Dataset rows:
**********

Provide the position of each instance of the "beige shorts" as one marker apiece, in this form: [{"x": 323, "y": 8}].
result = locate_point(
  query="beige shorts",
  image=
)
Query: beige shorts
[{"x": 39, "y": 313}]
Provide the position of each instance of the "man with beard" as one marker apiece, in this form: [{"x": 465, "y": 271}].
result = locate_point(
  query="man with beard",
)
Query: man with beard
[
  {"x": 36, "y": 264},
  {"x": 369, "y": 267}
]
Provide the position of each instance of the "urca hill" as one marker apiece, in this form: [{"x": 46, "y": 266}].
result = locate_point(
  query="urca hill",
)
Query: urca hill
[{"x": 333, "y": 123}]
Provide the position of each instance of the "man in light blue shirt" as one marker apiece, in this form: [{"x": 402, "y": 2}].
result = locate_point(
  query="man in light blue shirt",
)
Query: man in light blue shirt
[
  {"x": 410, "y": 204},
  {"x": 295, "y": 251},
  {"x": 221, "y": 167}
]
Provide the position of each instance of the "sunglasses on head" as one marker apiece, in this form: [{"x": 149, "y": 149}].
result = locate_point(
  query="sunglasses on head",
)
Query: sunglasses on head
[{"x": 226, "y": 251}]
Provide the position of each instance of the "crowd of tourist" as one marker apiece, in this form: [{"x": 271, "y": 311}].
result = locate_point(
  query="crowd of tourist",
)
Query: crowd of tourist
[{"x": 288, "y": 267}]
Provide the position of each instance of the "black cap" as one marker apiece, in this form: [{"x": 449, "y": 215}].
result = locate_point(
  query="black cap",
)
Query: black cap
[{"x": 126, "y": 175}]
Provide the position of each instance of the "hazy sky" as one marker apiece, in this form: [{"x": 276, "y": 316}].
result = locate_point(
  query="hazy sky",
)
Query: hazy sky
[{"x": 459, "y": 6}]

**********

▶ **What needs to be done**
In this exercise, repeat all entries exactly.

▶ **Task result**
Provide the position of each instance of the "beige shorts" as one marker apiece, in this form: [{"x": 323, "y": 8}].
result = locate_point(
  query="beige shorts",
  image=
)
Query: beige shorts
[{"x": 39, "y": 313}]
Provide the position of each instance of the "man with beard" as one marker apiece, in this form: [{"x": 465, "y": 271}].
result = locate_point(
  query="man with beard",
)
Query: man with beard
[
  {"x": 36, "y": 264},
  {"x": 369, "y": 267}
]
Provide the position of each instance of the "urca hill" as one marker apiece, in this form: [{"x": 46, "y": 266}].
result = locate_point(
  query="urca hill",
)
Query: urca hill
[{"x": 333, "y": 123}]
Provide the position of each instance of the "man in light blue shirt" as one marker apiece, in this form: [{"x": 402, "y": 2}].
result = locate_point(
  query="man in light blue shirt",
)
Query: man in light blue shirt
[
  {"x": 410, "y": 204},
  {"x": 295, "y": 251},
  {"x": 221, "y": 167}
]
Provide the position of each instance of the "sunglasses on head" as one marker apiece, in this form: [{"x": 149, "y": 149}].
result = locate_point(
  query="sunglasses on head",
)
Query: sunglasses on head
[{"x": 226, "y": 251}]
Provide the position of each instance of the "crowd of tourist" as one marker apiece, in this form: [{"x": 271, "y": 311}].
result = locate_point(
  query="crowd of tourist",
)
Query: crowd of tourist
[{"x": 288, "y": 267}]
Provide the position of each instance of the "black cap" as one marker apiece, in this form: [{"x": 449, "y": 215}].
result = locate_point(
  query="black cap",
)
Query: black cap
[{"x": 126, "y": 175}]
Provide the position of each instance of the "hazy sky" as one marker apiece, in this form: [{"x": 276, "y": 316}].
result = locate_point(
  query="hazy sky",
)
Query: hazy sky
[{"x": 459, "y": 6}]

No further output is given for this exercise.